> _Records supplied_:
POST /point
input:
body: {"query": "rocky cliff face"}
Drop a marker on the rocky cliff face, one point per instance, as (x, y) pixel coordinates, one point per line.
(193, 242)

> _The problem_: Please set out every line of the items above as a numbered list, leaving out blank lines.

> _Full output_:
1. POST /point
2. input:
3. body: {"query": "rocky cliff face"}
4. Drop a marker on the rocky cliff face, one point per instance, as (x, y) pixel coordinates, one point per line.
5. (193, 242)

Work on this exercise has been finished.